Given request A — Copy word for word the section of the passage on warning labels and trust in news starting at "We designed three" and ending at "or incorrectly placed.".

Supplied passage —
──────────────────────────────

Of the studies that have experimentally examined AI warning labels, they have shown that while AI warnings labels are consistently effective compared to having no warning labels, their relative efficacy compared to other types of warning labels varies. For example, Yaqub et al.¹⁵ showed that labels from third-party fact checkers deterred the sharing of false news stories more than warnings from AI. On the other hand, Horne⁸ showed that AI warning labels decreased trust in false information modestly more than warning labels from third-party fact checkers, particularly for people who do not trust news organizations. Given these mixed results we suspect that people would transfer their reliance on ERH developed in the human fact-checking environment to the algorithmic one. However, due to the variability in accuracy and coverage from human fact-checkers to algorithmic models or even between different algorithms, what once was ecologically rational may no longer be so.

Hence, in a series of three studies, we explore the following research questions: (RQ1) do people rely on warning labels as heuristics in forming judgement on news veracity, even when those labels are incorrect? And (RQ2) If people indeed continue to rely on erroneously placed labels, can ecological rationality explain this over-reliance? We present the empirical studies first and discuss the important implications of this study in the following sections.

Empirical studies: trust in news with attached warning labels

We designed three experiments to explore the impact of erroneously placed warning labels on trust in information, and whether rational adaptations to current media environments explain the errors made by participants. Our design in all three studies is a 2 × 2 online experiment where warning labels are either correctly placed on false news and not placed on true news, versus falsely placed on true news and not placed on false news. This design is illustrated in Table 1.

Table 1 Types of trust errors by consumers when warning labels are correctly or incorrectly placed.

Full size table

The study task, under all conditions, was the same: observe a news headline, with or without a warning label, and indicate the extent to which you trust this news headline, where trust is a uni-dimensional conceptualization ranging from strongly distrust to strongly trust. We chose a uni-dimensional conceptualization trust to align with prior warning label studies that examined trust (e.g. Ref.⁸).

──────────────────────────────

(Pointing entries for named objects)
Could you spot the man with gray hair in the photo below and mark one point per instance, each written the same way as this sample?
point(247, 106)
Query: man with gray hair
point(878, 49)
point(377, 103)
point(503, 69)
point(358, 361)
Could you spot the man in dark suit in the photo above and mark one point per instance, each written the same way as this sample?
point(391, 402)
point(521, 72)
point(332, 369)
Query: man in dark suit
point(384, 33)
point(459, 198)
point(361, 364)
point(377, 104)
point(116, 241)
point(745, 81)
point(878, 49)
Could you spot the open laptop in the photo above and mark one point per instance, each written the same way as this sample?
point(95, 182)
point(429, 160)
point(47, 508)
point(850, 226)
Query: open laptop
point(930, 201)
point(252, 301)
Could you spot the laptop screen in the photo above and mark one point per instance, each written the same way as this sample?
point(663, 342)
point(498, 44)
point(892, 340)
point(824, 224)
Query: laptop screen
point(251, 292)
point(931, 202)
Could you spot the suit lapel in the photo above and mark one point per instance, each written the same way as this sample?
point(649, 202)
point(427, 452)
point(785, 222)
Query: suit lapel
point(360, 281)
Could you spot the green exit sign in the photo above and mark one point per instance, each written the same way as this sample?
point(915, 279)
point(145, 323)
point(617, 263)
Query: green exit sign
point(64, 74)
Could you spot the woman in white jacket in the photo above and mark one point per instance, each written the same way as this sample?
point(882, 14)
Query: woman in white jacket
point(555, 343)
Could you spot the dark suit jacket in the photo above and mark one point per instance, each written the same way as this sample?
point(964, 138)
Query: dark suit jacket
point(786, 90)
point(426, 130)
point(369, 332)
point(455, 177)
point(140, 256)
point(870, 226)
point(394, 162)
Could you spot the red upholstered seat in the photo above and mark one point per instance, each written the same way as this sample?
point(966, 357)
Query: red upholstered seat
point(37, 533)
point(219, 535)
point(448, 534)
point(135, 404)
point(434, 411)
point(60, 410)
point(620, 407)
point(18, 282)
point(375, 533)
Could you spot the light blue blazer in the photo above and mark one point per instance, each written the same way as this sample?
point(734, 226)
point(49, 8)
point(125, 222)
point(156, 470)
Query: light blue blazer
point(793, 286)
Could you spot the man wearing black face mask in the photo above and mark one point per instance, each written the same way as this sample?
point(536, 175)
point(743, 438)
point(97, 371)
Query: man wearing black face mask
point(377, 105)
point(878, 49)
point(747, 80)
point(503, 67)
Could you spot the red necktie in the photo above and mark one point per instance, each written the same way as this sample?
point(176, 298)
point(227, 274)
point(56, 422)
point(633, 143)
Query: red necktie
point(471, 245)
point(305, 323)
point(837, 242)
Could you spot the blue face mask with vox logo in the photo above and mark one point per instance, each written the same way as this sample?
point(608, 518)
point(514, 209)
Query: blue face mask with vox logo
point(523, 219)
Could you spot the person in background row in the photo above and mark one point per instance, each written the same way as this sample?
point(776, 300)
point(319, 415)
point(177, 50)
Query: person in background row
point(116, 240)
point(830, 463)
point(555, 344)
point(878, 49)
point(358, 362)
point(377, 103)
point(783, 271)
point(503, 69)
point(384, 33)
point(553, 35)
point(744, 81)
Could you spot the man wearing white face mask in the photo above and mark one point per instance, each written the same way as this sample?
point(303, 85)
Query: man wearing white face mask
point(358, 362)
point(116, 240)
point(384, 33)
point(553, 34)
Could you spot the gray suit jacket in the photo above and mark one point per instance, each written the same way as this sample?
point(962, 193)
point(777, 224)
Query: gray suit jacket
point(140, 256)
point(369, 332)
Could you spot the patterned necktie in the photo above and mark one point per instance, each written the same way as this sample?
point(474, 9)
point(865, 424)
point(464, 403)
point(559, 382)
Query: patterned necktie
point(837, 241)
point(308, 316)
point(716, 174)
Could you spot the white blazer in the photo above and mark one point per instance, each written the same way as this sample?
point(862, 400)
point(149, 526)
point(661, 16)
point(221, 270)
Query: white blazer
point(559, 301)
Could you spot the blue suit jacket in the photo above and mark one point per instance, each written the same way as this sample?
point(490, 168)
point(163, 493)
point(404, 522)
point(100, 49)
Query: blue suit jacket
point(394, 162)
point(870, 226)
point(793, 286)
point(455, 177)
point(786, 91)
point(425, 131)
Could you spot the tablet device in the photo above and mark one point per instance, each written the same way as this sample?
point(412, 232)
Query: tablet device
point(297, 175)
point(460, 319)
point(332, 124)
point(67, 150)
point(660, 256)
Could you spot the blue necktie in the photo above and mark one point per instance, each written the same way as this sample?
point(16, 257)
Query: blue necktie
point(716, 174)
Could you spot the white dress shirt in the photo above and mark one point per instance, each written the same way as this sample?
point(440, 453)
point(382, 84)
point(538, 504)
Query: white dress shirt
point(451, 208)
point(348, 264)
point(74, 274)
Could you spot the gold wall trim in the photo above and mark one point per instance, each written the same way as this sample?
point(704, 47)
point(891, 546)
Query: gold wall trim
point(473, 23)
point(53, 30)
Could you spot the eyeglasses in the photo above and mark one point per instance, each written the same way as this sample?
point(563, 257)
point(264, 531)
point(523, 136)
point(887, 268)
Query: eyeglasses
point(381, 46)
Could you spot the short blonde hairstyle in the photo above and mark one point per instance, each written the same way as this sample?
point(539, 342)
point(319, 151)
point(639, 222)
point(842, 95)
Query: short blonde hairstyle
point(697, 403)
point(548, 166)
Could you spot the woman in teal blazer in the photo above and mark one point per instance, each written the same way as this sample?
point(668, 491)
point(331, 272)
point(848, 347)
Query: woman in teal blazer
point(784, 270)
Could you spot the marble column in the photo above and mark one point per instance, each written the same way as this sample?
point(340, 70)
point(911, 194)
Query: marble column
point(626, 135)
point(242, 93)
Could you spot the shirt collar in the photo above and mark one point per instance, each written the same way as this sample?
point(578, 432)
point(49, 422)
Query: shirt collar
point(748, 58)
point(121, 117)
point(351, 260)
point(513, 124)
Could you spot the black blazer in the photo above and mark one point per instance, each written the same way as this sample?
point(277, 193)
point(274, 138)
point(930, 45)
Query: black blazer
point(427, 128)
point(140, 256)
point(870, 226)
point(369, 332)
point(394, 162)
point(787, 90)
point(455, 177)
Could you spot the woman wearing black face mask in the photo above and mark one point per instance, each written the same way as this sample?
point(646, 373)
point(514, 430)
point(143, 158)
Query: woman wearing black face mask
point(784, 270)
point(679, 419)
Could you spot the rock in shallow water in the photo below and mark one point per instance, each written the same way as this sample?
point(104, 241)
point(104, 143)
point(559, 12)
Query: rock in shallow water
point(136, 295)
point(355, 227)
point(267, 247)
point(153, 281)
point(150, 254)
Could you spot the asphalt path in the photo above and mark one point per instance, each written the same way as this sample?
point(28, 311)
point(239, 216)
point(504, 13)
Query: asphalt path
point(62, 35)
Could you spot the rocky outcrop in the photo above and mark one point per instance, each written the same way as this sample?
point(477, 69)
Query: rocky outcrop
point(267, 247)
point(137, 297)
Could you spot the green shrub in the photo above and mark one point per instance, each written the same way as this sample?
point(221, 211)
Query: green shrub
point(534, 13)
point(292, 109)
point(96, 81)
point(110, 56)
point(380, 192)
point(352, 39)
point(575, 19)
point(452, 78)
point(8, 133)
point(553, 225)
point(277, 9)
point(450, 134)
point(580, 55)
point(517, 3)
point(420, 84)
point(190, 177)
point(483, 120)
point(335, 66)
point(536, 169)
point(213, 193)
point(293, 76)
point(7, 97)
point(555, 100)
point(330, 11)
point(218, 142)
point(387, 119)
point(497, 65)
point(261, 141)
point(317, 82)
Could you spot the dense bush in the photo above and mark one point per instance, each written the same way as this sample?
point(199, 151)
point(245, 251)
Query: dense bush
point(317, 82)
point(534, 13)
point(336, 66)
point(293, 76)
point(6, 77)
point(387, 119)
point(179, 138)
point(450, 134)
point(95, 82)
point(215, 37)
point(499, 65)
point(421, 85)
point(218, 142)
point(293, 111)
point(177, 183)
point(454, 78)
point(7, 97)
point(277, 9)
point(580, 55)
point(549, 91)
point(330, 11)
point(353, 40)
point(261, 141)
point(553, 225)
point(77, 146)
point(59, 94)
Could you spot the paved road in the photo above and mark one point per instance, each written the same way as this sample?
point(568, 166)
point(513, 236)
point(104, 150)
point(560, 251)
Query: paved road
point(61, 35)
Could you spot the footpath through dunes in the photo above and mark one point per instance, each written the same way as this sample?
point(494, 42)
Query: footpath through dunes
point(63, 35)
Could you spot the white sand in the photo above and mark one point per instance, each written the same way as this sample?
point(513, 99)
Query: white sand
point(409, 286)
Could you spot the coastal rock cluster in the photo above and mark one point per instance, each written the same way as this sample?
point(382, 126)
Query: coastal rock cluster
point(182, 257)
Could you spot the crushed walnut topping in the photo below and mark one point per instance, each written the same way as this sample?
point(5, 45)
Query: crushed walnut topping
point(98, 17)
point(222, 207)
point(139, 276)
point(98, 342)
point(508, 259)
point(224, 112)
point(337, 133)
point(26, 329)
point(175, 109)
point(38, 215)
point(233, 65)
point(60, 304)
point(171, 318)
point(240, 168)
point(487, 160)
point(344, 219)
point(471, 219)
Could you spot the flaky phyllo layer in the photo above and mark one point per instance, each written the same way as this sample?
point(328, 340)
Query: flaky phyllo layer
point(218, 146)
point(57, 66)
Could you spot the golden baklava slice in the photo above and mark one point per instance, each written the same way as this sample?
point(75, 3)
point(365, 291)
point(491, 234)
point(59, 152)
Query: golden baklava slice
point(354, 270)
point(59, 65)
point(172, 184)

──────────────────────────────

Given request B — Rewrite the entries starting at the line that contains "Could you spot the laptop" and ending at the line that contains "point(503, 67)", both lines included, and give only those lines. Keep the requests as they are, but resize every coordinate in the answers by multiplying it by 1.05 and rounding it to a whole number, with halves rounded up.

Complete response A —
We designed three experiments to explore the impact of erroneously placed warning labels on trust in information, and whether rational adaptations to current media environments explain the errors made by participants. Our design in all three studies is a 2 × 2 online experiment where warning labels are either correctly placed on false news and not placed on true news, versus falsely placed on true news and not placed on false news. This design is illustrated in Table 1.

Table 1 Types of trust errors by consumers when warning labels are correctly or incorrectly placed.

Complete response B —
Could you spot the laptop screen in the photo above and mark one point per instance, each written the same way as this sample?
point(663, 342)
point(498, 44)
point(892, 340)
point(824, 224)
Query: laptop screen
point(264, 307)
point(978, 212)
Could you spot the suit lapel in the photo above and mark one point per instance, each written the same way as this sample?
point(649, 202)
point(427, 452)
point(785, 222)
Query: suit lapel
point(378, 295)
Could you spot the green exit sign in the photo above and mark one point per instance, each written the same way as this sample?
point(915, 279)
point(145, 323)
point(617, 263)
Query: green exit sign
point(67, 78)
Could you spot the woman in white jacket in the photo above and mark one point per instance, each written the same way as this sample?
point(882, 14)
Query: woman in white jacket
point(583, 360)
Could you spot the dark suit jacket in the photo above and mark one point per instance, each written the same way as this sample?
point(964, 138)
Query: dark suit jacket
point(825, 95)
point(447, 137)
point(387, 349)
point(478, 186)
point(147, 269)
point(914, 237)
point(414, 170)
Could you spot the red upholstered seat in the photo above and mark one point per instance, each written the same way as this sample?
point(966, 357)
Query: red upholstered seat
point(39, 560)
point(230, 562)
point(470, 561)
point(142, 424)
point(456, 432)
point(63, 431)
point(651, 427)
point(19, 296)
point(394, 560)
Could you spot the light blue blazer in the photo above and mark one point per instance, each written the same way as this sample?
point(734, 226)
point(49, 8)
point(125, 222)
point(156, 470)
Query: light blue blazer
point(833, 300)
Could you spot the man wearing black face mask in the photo above and mark one point per instance, each written the same way as this sample?
point(536, 175)
point(743, 438)
point(97, 371)
Query: man wearing black face mask
point(396, 110)
point(922, 51)
point(784, 84)
point(528, 70)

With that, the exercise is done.